## WHAT NEEDS TO BE DONE
Reproduce each of the records below word for word, changing nothing.
** BEGIN INFORMATION PROVIDED **
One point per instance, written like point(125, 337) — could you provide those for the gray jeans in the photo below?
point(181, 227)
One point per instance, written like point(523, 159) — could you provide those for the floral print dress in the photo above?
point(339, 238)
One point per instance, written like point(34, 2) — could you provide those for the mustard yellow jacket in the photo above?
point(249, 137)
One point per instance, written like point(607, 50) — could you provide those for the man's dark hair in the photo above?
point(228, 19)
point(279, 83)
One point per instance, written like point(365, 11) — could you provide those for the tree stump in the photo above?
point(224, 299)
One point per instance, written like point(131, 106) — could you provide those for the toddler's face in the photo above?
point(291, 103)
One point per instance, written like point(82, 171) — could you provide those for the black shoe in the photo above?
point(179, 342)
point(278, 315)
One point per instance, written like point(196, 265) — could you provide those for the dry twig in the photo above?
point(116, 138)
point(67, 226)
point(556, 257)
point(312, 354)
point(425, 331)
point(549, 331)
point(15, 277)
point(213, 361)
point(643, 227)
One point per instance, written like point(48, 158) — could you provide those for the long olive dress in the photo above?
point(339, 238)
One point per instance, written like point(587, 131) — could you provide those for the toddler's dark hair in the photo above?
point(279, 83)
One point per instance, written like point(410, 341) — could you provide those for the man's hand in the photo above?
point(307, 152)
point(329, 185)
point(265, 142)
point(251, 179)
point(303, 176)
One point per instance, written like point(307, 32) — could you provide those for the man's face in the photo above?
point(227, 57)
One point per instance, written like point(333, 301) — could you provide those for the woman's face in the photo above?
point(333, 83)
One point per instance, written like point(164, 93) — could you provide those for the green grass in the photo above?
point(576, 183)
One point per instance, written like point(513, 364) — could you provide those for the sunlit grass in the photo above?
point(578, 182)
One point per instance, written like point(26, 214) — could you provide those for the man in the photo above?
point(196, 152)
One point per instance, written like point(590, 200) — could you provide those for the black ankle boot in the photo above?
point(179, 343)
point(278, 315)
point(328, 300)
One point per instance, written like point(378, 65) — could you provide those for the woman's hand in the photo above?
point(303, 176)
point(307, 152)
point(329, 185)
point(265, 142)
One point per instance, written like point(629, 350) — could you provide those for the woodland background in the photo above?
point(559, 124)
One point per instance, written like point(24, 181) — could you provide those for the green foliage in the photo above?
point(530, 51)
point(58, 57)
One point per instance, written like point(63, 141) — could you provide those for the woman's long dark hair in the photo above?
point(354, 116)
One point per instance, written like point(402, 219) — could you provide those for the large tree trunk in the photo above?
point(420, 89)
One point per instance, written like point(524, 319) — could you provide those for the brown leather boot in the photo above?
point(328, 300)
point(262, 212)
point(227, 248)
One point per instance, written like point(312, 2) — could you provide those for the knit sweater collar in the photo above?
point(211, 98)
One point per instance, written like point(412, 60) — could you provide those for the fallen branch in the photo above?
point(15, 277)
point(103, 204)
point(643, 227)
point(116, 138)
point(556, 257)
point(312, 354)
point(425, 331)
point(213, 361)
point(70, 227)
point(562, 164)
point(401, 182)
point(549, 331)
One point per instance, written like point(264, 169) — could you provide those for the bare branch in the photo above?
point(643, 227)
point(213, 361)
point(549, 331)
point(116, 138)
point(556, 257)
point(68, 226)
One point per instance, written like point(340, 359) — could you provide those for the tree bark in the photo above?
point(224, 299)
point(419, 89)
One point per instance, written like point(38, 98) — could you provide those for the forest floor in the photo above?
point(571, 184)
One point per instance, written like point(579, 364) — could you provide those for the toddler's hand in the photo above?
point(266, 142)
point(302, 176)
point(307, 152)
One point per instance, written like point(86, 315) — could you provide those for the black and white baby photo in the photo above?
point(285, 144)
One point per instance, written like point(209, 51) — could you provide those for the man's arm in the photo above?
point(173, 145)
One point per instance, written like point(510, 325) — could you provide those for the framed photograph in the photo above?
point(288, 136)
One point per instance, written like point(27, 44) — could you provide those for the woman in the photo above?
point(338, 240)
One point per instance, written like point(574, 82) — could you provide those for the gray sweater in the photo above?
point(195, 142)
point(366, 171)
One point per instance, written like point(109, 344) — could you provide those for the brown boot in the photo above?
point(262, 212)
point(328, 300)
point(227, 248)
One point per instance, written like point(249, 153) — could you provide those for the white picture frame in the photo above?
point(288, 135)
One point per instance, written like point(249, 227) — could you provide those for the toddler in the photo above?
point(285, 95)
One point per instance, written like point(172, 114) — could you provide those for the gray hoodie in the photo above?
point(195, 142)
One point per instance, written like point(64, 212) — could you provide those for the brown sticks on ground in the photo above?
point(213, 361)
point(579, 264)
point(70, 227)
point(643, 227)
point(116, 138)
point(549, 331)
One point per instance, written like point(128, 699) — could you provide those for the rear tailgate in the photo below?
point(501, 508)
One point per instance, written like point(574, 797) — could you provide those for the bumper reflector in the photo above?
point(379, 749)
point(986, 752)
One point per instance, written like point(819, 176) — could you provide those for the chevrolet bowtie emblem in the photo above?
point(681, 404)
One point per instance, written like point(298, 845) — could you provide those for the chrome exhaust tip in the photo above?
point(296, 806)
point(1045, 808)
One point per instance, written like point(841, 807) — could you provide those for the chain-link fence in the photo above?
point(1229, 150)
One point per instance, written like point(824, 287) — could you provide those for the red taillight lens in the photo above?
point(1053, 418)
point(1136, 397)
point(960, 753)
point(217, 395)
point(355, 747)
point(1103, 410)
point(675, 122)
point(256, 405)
** END INFORMATION PROVIDED **
## FINISHED TASK
One point per instance, written like point(125, 337) — could you provide those for the gray jeans in the photo below?
point(181, 227)
One point per instance, written like point(523, 159) — could you provide those for the floral print dress in the photo above?
point(339, 238)
One point per instance, written like point(34, 2) — could you provide those for the mustard yellow jacket in the photo above?
point(249, 137)
One point per instance, written like point(607, 50) — could you provide those for the man's dark hair in the photo above?
point(228, 19)
point(279, 83)
One point per instance, written like point(365, 11) — could you provide those for the tree stump in the photo above?
point(224, 299)
One point per instance, written like point(131, 106) — could you provide those for the toddler's face in the photo above?
point(291, 103)
One point per instance, written like point(82, 171) — could you provide those for the black shoe in the photo above?
point(179, 342)
point(278, 315)
One point per instance, written like point(196, 265) — could you provide those for the dry twig in the photo above?
point(116, 138)
point(67, 226)
point(556, 257)
point(312, 354)
point(425, 331)
point(549, 331)
point(15, 277)
point(213, 361)
point(643, 227)
One point per instance, written like point(48, 158) — could you provide those for the long olive dress in the photo above?
point(339, 238)
One point per instance, written like point(587, 131) — could you provide those for the toddler's dark hair in the photo above?
point(279, 83)
One point per instance, written like point(410, 341) — could you provide those for the man's hand in the photo above?
point(307, 152)
point(329, 185)
point(265, 142)
point(251, 179)
point(303, 176)
One point per instance, written like point(307, 32) — could you provide those for the man's face in the photo above?
point(227, 57)
One point per instance, written like point(333, 301) — could you provide those for the woman's face in the photo above?
point(333, 83)
One point per instance, written like point(164, 93) — could you provide those for the green grass in the photo above?
point(576, 183)
One point per instance, written like point(513, 364) — could you provide those for the sunlit grass in the photo above?
point(578, 182)
One point per instance, written like point(26, 214) — could you provide those for the man in the photo above?
point(196, 152)
One point per instance, written like point(590, 200) — could you provide those for the black ankle boot in the photo above?
point(179, 343)
point(278, 315)
point(328, 300)
One point per instance, written like point(378, 65) — could you provide those for the woman's hand in the photo above?
point(303, 176)
point(307, 152)
point(329, 185)
point(265, 142)
One point per instance, written like point(629, 350) — could you provide those for the woodland background in the photo above?
point(559, 124)
One point per instance, written like point(24, 181) — could you provide those for the green foliage in the photo above?
point(530, 51)
point(58, 57)
One point per instance, written like point(63, 141) — could you provide those for the woman's long dark hair in the photo above?
point(354, 116)
One point per instance, written like point(402, 219) — could you provide those for the large tree trunk in the photo above?
point(420, 89)
One point per instance, written like point(524, 319) — could you provide those for the brown leather boot in the photo above?
point(328, 300)
point(262, 212)
point(227, 248)
One point per instance, written like point(312, 2) — could you provide those for the knit sweater collar in the photo above?
point(211, 98)
One point per instance, written like point(412, 60) — could you provide those for the fallen branch in the photo above?
point(15, 277)
point(103, 204)
point(643, 227)
point(116, 138)
point(556, 257)
point(312, 354)
point(425, 331)
point(213, 361)
point(70, 227)
point(562, 164)
point(401, 182)
point(549, 331)
One point per instance, written like point(264, 169) — could you provide those for the bare branch in the photo above?
point(643, 227)
point(213, 361)
point(549, 331)
point(116, 138)
point(556, 257)
point(68, 226)
One point per instance, written like point(340, 359) — could you provide those for the tree bark in the photo above?
point(224, 299)
point(419, 89)
One point per instance, written like point(38, 98) — could you provide those for the forest floor in the photo above?
point(571, 184)
One point per instance, written like point(579, 364) — could you provide those for the toddler's hand in the photo above?
point(266, 142)
point(302, 176)
point(307, 152)
One point per instance, written like point(86, 315) — could you provide those for the black and white baby photo in the photo above?
point(285, 144)
One point per instance, written like point(209, 51) — could you provide those for the man's arm in the photo above?
point(173, 145)
One point per instance, written like point(510, 325) — could you provide those for the framed photograph in the photo above?
point(288, 136)
One point per instance, written like point(27, 44) — could you provide those for the woman in the photo above?
point(338, 240)
One point per instance, written like point(574, 82) — could you provide those for the gray sweater in the photo above?
point(195, 142)
point(366, 171)
One point per instance, written like point(109, 344) — could you provide those for the brown boot in the photo above?
point(262, 212)
point(328, 300)
point(227, 248)
One point per instance, written like point(249, 153) — could you provide those for the white picture frame in the photo above?
point(288, 135)
One point per instance, written like point(249, 227) — could you provide those for the toddler in the photo above?
point(285, 95)
One point per instance, written like point(172, 114) — could you provide those for the gray hoodie in the photo above?
point(195, 142)
One point per instance, written like point(64, 212) — could you provide those for the brown sticks on ground in the photo above?
point(213, 361)
point(579, 264)
point(70, 227)
point(643, 227)
point(116, 138)
point(549, 331)
One point per instance, written like point(128, 699) — could you provide those for the rear tailgate in the photo below?
point(501, 508)
One point per instance, written like point(574, 797) — could you provide those for the bumper reflector in the photo above?
point(379, 749)
point(986, 752)
One point per instance, written like point(819, 176) — could you provide those for the chevrolet bowtie emblem in the photo above?
point(681, 404)
One point per instance, written like point(298, 845) — could you provide those for the chrome exhaust tip in the photo above?
point(296, 806)
point(1045, 808)
One point per instance, written like point(841, 807) — could you provide those for the chain-link fence in the photo above?
point(1229, 150)
One point per instance, written like point(824, 287) — could you provide those for the red taillight lens in the photo above?
point(1053, 418)
point(1136, 397)
point(960, 753)
point(217, 395)
point(355, 747)
point(1103, 410)
point(675, 122)
point(256, 405)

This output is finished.